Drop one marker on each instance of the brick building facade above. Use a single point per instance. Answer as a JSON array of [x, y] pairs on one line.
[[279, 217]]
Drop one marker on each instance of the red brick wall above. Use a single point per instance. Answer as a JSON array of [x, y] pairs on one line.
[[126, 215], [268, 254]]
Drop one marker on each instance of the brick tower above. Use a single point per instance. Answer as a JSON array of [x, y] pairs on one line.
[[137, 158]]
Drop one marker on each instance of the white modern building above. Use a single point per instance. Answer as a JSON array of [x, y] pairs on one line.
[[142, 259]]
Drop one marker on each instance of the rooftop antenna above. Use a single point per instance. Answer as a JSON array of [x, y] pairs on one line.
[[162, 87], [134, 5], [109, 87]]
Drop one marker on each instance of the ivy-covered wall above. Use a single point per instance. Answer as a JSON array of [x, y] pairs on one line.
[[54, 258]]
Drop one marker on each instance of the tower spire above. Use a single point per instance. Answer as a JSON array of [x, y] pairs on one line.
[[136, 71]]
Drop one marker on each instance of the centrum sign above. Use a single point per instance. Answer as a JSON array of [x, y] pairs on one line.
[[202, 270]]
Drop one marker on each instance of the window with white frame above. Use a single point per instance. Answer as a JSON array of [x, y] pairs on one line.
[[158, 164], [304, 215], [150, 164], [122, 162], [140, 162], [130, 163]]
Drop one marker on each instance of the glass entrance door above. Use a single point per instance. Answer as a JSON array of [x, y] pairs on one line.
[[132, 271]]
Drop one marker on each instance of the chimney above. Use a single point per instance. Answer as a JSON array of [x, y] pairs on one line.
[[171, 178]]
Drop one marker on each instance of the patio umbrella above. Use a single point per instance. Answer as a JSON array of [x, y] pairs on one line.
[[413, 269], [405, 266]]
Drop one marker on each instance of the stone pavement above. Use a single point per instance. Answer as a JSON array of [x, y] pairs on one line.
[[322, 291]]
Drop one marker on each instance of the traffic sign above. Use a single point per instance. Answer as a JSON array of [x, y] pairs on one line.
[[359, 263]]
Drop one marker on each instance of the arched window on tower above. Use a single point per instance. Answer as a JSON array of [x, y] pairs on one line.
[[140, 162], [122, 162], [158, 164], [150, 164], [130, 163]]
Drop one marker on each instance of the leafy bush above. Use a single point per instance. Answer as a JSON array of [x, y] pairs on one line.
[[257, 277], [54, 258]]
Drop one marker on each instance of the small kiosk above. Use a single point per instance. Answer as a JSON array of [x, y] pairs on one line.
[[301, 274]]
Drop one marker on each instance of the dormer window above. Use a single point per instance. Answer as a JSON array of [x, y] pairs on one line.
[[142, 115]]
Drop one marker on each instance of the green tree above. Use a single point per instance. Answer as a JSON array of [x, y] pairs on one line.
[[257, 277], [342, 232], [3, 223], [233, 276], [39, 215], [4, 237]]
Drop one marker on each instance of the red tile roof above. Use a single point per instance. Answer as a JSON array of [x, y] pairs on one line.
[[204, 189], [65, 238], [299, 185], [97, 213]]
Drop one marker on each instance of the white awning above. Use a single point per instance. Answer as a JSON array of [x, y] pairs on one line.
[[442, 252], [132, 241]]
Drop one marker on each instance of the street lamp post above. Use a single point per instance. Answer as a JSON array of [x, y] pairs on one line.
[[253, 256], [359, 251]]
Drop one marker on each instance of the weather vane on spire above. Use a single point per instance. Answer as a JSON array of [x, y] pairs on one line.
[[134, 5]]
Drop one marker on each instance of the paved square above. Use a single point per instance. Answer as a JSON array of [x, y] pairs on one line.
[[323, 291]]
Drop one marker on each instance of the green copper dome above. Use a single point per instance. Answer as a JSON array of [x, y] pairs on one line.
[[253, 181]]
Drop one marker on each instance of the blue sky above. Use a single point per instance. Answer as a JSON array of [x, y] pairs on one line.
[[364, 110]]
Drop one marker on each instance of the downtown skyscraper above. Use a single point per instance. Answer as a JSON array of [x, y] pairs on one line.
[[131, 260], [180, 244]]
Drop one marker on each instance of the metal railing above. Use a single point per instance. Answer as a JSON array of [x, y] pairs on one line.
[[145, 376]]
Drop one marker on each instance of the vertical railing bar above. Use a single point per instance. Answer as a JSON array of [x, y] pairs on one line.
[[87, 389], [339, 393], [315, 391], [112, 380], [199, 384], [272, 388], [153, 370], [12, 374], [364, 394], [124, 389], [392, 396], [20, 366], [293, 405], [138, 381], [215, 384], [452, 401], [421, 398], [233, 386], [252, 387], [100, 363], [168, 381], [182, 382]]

--

◆ **Assignment**: Would you reproduce every record above exactly as it appears?

◆ **Solved exercise**:
Drop one marker on each instance of the brick building facade above. Use a single point per instance. Answer as a JSON array of [x, y] pairs on one line.
[[279, 217]]
Drop one marker on each instance of the red brick wall above. Use a single point per instance. Answer as a JSON array of [x, y] pairs on one line.
[[126, 215], [268, 254]]
Drop one marker on each instance of the brick tower above. Use a single point per instance. Answer as a JSON array of [x, y] pairs on one line.
[[137, 158]]
Drop one marker on each instance of the white modern building above. Use a single point per instance. Answer as a JSON array of [x, y] pairs on one line.
[[142, 259]]
Drop one marker on each instance of the rooftop antenna above. Use a single point per instance. Answer as a JSON array of [x, y] pairs on one line.
[[162, 87], [134, 5], [109, 87]]
Drop one marker on each instance of the ivy-covered wall above. Use a single point per instance. Answer as a JSON array of [x, y] pairs on one line.
[[54, 258]]
Drop one marker on each instance of the tower spire above. Use a single point per instance. Answer as a JSON array of [x, y] pairs on one line.
[[136, 71]]
Drop one marker on each instance of the centrum sign above. Use a single point per instance. Answer as a JSON array of [x, y] pairs on one line.
[[202, 270]]
Drop one marker on each instance of the window with white frame above. Use a single point per instance. Answer as a JSON array of [x, y] pairs on one line.
[[158, 164], [304, 215], [150, 164], [122, 162], [140, 162], [130, 163]]
Drop one marker on each instance of the glass entrance door above. Use a single point per instance. Answer as a JSON array of [x, y] pairs on one line.
[[132, 271]]
Drop one marker on each instance of the chimney above. Use a single point per instance. Answer as a JSON array of [x, y] pairs on one line.
[[171, 178]]
Drop one marker on each instance of the patio umbrella above. Use a single point per instance. Answer as a JSON array of [x, y] pairs on one line.
[[413, 269], [405, 266]]
Drop one marker on each instance of the stone pavement above. Use a single point per instance. Answer as a JSON array of [x, y] pairs on one line.
[[322, 291]]
Drop one marker on each instance of the traffic sign above. Use a single point per instance. Answer as a JSON array of [x, y] pairs on one line.
[[359, 263]]
Drop one marker on each instance of the arched window on tower above. Use a single point per instance. Answer as a JSON array of [x, y] pairs on one line.
[[140, 162], [122, 162], [158, 164], [150, 164], [130, 163]]
Drop one marker on each instance of the leafy bush above. Use a single point per instance. Answer as a JSON array of [x, y] pairs on one line.
[[257, 277], [54, 258]]
Drop one marker on each instance of the small kiosk above. Use a single point per instance. Answer as a JSON array of [x, y] pairs on one line.
[[301, 274]]
Drop one marker on each instance of the dormer window above. Use a single point per instance. Answer as a JSON array of [x, y] pairs on one line.
[[142, 115]]
Drop one marker on each instance of the green tree above. Use a single point per instance. Answer as a JSON array of [x, y] pairs on one line.
[[257, 277], [342, 232], [3, 223], [233, 276], [39, 215], [4, 237]]
Drop one marker on each instance of the red tile roof above. Use a single point per instance. Answer as a JSON array of [x, y] pairs on one line.
[[204, 189], [65, 238], [299, 185], [97, 213]]
Drop one marker on each instance of the white awning above. Use a single point per instance. Answer as a JSON array of [x, y] pairs on one line.
[[442, 252], [132, 241]]
Drop one marker on each instance of the street lamp post above. Use a single point per instance. Answer as a JSON array of [x, y] pairs on one line.
[[253, 256], [359, 251]]
Drop one marker on each instance of the weather vane on spire above. Use a single point per instance. Answer as a JSON array of [x, y] pairs on one line.
[[134, 5]]
Drop one marker on each instance of the paved square above. Use a single point per instance. Answer as a JSON array of [x, y] pairs on one line.
[[323, 291]]
Drop one marker on each instance of the green copper dome above. Use a single point per instance. Answer as a JSON array of [x, y] pairs on one line.
[[253, 181]]
Drop one marker on each instance of the blue sky above. Use a single point per instance. Answer as a JSON array of [x, y] pairs on one line.
[[364, 110]]
Drop one marker on each instance of the downtown skyscraper above. Use a single point per instance. Answer as a JSON array of [x, y] pairs on one line.
[[131, 260], [180, 244]]
Drop one marker on each instance of the metal railing above. Use a single point per instance. Answer as a JSON array of [x, y] pairs on one line.
[[145, 376]]
Drop one marker on each instance of the vertical railing bar above. Use a single point per instance. Answer as a JSON array of [x, y] pairs on one line.
[[87, 389], [339, 393], [315, 391], [112, 380], [199, 384], [272, 388], [153, 370], [12, 374], [364, 394], [124, 389], [392, 396], [20, 366], [293, 405], [138, 381], [215, 384], [452, 401], [421, 398], [233, 386], [252, 387], [100, 363], [168, 381], [182, 382]]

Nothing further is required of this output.